**Stored data:**
--- --- ---

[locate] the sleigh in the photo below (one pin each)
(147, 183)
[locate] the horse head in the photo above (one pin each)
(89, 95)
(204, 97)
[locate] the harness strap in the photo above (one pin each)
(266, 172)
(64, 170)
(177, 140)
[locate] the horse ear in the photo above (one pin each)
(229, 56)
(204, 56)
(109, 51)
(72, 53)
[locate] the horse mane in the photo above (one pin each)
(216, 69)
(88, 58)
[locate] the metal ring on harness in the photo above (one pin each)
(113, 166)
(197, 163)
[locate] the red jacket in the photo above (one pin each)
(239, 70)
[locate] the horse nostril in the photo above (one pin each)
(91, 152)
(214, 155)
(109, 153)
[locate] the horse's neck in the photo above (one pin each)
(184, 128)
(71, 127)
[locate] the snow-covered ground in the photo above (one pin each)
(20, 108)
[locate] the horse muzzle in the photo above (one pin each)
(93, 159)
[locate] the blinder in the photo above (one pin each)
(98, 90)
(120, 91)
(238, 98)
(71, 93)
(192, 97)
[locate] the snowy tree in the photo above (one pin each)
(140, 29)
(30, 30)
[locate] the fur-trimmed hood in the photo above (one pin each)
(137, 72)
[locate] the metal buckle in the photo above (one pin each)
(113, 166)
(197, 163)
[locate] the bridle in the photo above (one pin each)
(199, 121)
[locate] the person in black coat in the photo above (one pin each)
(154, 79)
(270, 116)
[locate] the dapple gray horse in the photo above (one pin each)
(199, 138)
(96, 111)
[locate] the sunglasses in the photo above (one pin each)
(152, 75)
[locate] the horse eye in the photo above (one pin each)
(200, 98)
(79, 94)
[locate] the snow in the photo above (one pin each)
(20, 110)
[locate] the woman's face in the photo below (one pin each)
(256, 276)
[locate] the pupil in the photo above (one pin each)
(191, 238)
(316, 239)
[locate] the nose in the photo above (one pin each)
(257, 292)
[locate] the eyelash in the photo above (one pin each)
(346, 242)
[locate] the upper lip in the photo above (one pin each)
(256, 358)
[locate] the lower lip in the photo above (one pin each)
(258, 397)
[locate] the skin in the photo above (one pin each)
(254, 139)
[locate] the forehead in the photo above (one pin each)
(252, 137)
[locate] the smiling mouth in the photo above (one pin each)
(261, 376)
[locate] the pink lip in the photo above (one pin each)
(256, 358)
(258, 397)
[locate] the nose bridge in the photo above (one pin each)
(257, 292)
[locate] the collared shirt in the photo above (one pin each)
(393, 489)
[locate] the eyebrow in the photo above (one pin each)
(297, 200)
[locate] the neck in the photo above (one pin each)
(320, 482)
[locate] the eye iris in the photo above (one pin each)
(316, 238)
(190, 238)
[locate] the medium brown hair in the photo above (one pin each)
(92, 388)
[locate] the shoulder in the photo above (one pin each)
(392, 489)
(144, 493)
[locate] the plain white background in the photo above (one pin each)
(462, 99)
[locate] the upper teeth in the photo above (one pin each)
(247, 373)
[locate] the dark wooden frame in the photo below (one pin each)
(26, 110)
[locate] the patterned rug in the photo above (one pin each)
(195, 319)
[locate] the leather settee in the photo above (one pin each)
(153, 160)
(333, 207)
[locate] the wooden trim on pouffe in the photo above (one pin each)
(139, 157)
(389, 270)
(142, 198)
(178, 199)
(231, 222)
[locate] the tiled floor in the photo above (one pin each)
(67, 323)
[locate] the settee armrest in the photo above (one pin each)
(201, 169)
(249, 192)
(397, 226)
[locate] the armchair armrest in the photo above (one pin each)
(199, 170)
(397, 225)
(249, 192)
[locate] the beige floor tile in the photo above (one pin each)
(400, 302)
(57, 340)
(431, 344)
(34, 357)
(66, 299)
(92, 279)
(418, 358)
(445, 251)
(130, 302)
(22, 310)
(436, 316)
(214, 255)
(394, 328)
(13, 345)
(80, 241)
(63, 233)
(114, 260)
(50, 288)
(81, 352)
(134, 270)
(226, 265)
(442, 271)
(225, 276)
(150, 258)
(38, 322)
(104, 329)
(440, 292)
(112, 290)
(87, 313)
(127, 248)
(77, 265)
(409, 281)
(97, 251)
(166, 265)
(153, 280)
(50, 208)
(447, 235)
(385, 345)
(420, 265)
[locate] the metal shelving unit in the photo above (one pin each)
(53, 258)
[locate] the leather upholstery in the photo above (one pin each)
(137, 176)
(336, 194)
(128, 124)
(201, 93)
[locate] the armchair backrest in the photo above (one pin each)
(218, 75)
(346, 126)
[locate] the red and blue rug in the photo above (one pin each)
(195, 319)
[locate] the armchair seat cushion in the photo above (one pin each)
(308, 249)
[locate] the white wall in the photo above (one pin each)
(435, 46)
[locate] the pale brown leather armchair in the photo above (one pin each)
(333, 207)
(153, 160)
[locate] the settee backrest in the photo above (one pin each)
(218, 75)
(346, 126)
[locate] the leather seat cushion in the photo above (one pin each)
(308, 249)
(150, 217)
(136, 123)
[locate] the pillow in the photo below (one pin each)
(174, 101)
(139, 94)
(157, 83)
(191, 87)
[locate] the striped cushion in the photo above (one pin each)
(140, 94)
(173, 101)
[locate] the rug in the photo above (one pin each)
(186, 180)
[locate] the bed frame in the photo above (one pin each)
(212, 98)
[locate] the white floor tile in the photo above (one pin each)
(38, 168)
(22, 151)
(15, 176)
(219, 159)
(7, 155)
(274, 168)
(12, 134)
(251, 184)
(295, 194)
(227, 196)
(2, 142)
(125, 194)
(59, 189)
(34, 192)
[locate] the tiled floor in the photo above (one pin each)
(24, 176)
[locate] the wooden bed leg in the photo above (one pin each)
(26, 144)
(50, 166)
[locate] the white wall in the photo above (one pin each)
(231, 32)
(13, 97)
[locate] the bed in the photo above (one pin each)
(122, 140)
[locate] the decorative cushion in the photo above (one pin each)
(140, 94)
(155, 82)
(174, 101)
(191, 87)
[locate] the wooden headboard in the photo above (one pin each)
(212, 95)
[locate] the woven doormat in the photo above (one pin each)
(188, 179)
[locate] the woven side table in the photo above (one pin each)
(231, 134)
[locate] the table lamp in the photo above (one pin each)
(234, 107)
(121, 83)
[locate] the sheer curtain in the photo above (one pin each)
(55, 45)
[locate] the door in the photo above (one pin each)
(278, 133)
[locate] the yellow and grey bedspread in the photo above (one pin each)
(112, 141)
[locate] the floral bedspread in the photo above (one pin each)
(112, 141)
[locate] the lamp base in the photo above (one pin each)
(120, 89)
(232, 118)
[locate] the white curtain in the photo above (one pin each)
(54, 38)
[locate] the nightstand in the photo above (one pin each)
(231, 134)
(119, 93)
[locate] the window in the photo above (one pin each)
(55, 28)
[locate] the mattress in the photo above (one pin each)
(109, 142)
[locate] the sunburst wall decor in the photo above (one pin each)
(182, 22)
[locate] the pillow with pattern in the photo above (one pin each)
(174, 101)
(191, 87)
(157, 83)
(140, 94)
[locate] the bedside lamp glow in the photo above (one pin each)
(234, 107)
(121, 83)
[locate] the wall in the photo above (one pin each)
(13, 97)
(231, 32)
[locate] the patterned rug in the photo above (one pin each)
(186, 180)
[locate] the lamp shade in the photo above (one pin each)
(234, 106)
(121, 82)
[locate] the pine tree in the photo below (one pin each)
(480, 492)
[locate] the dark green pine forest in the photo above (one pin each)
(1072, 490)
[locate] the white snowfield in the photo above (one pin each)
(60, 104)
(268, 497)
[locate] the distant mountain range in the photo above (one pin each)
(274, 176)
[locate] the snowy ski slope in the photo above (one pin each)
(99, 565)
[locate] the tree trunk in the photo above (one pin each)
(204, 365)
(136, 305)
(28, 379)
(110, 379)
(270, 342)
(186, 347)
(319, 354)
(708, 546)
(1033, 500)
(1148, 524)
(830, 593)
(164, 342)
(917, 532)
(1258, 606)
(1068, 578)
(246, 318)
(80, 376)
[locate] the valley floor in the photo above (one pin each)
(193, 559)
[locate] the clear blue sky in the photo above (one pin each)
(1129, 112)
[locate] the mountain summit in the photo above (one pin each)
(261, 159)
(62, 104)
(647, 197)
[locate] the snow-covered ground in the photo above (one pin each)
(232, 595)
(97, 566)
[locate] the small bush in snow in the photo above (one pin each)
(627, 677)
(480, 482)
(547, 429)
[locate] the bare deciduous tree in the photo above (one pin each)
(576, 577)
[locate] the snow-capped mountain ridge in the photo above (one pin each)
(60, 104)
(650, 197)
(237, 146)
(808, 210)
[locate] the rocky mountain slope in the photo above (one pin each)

--- --- ---

**Aim of the task:**
Beginning with the line that has "[locate] the white snowfield", set down each line through the last one above, exactly, and nothing else.

**Written solution:**
[locate] the white snowfield in the photo above (one pin each)
(60, 104)
(268, 497)
[locate] the distant mountain range in the photo above (one pin each)
(274, 176)
[locate] the snowy ski slope in the photo above (one pin each)
(99, 565)
[locate] the tree trunk in the photo above (one pin each)
(204, 365)
(136, 305)
(28, 379)
(110, 379)
(270, 342)
(186, 347)
(319, 354)
(708, 546)
(1033, 500)
(1148, 524)
(830, 593)
(164, 342)
(917, 532)
(1258, 606)
(1068, 578)
(246, 318)
(80, 376)
[locate] the valley floor in the photo above (one pin each)
(193, 559)
[locate] the clear blue sky in the photo above (one pin each)
(1129, 112)
[locate] the mountain summit in the photo above (one pin each)
(261, 159)
(62, 104)
(647, 197)
[locate] the snow-covered ground in the photo above (one pin each)
(232, 595)
(97, 566)
[locate] the small bush in snow in the photo above (one pin each)
(627, 677)
(480, 482)
(547, 429)
[locate] the bare deciduous tree in the photo above (one pin each)
(576, 577)
[locate] the snow-capped mountain ridge in the photo above (one pin each)
(60, 104)
(650, 197)
(237, 146)
(808, 210)
[locate] the rocky mountain slope in the photo above (one pin each)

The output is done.